**Exercise aim**
State how many lines in the material below contain the string "field", counting a match only when the case is the same. Reply with the number alone.

========

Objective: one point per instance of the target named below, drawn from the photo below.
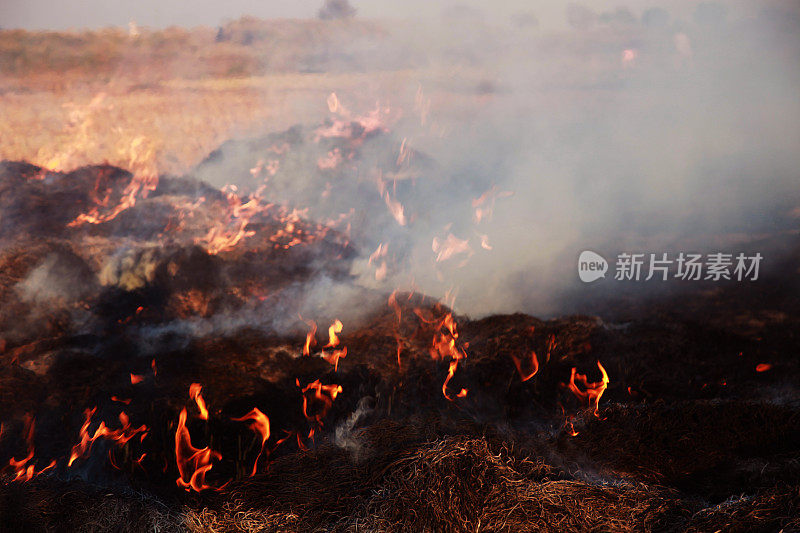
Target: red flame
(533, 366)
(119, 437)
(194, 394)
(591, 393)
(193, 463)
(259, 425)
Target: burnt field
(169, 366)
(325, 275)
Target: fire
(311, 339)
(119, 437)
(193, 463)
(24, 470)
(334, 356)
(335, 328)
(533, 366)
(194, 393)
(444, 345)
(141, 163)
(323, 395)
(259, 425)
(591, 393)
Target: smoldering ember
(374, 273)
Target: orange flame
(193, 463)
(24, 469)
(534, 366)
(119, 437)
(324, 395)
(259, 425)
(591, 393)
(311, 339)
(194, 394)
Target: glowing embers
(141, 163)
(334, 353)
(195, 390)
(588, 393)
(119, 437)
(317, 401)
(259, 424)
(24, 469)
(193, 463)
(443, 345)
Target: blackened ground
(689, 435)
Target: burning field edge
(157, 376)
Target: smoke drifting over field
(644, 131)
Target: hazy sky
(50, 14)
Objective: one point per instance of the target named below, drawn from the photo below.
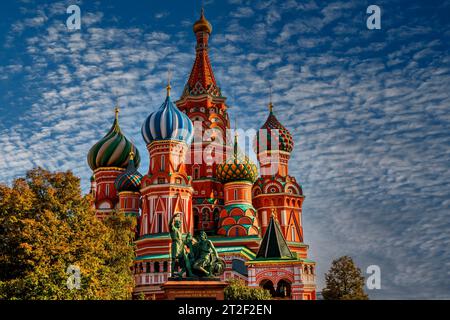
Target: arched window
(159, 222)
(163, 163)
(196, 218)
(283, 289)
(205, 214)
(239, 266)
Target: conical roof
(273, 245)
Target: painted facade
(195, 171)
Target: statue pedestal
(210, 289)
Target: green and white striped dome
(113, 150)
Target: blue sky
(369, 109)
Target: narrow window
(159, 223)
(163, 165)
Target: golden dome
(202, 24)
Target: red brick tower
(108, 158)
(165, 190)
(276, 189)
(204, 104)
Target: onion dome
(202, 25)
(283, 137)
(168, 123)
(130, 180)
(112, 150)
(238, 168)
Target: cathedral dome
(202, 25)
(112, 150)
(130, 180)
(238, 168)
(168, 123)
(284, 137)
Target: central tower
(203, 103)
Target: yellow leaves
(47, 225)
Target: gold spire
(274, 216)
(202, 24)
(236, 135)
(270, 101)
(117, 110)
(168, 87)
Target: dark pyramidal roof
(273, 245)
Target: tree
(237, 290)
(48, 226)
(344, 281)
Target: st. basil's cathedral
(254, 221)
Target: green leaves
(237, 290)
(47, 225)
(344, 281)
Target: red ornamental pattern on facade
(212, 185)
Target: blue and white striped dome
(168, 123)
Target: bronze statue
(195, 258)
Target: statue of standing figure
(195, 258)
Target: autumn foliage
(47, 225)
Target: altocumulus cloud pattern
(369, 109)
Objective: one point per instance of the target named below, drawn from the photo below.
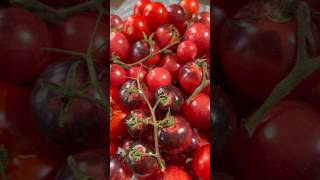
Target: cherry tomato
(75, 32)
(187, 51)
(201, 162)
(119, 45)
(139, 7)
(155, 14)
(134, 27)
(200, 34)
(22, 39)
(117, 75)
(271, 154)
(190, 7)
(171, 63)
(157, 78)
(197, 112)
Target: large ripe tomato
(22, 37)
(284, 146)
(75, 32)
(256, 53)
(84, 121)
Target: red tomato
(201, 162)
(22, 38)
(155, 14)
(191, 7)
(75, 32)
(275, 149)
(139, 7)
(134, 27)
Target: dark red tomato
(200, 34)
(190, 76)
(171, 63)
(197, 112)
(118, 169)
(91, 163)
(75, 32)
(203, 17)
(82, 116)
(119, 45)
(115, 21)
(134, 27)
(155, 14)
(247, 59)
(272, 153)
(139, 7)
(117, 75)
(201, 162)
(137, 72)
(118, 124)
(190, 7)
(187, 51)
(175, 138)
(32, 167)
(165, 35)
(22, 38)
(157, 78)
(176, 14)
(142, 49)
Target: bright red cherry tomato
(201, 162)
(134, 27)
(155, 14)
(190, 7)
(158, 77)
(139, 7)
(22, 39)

========

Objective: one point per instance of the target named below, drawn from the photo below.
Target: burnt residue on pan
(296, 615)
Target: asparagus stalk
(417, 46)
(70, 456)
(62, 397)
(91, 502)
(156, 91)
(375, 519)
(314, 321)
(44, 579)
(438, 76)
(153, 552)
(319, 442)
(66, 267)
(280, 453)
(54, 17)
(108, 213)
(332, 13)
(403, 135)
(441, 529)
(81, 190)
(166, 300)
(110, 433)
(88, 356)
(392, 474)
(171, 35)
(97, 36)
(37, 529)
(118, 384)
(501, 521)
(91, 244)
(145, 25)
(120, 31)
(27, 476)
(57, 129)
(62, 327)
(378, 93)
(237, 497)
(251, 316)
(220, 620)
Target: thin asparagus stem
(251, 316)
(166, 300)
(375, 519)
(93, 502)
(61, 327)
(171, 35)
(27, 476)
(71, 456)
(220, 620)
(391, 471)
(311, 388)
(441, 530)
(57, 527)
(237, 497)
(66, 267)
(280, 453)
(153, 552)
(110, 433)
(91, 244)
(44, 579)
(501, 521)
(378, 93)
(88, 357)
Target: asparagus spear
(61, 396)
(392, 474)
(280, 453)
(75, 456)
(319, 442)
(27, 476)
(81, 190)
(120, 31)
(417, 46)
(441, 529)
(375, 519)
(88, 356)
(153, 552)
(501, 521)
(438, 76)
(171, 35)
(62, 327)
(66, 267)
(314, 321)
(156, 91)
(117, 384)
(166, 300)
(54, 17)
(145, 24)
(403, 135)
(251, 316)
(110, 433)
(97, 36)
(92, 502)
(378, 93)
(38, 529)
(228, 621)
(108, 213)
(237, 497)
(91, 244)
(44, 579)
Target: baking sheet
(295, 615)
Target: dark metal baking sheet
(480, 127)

========

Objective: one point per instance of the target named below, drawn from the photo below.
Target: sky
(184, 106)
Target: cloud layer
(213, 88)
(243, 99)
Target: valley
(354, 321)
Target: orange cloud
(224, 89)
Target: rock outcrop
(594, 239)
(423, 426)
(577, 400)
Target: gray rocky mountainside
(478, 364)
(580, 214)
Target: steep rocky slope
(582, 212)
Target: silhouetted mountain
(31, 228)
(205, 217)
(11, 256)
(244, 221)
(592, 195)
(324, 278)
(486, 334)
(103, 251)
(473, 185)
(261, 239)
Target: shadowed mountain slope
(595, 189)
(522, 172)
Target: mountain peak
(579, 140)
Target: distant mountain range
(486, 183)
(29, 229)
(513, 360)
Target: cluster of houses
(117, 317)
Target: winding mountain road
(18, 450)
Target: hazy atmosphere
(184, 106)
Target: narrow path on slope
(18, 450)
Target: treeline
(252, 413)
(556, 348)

========

**Result of this exercise**
3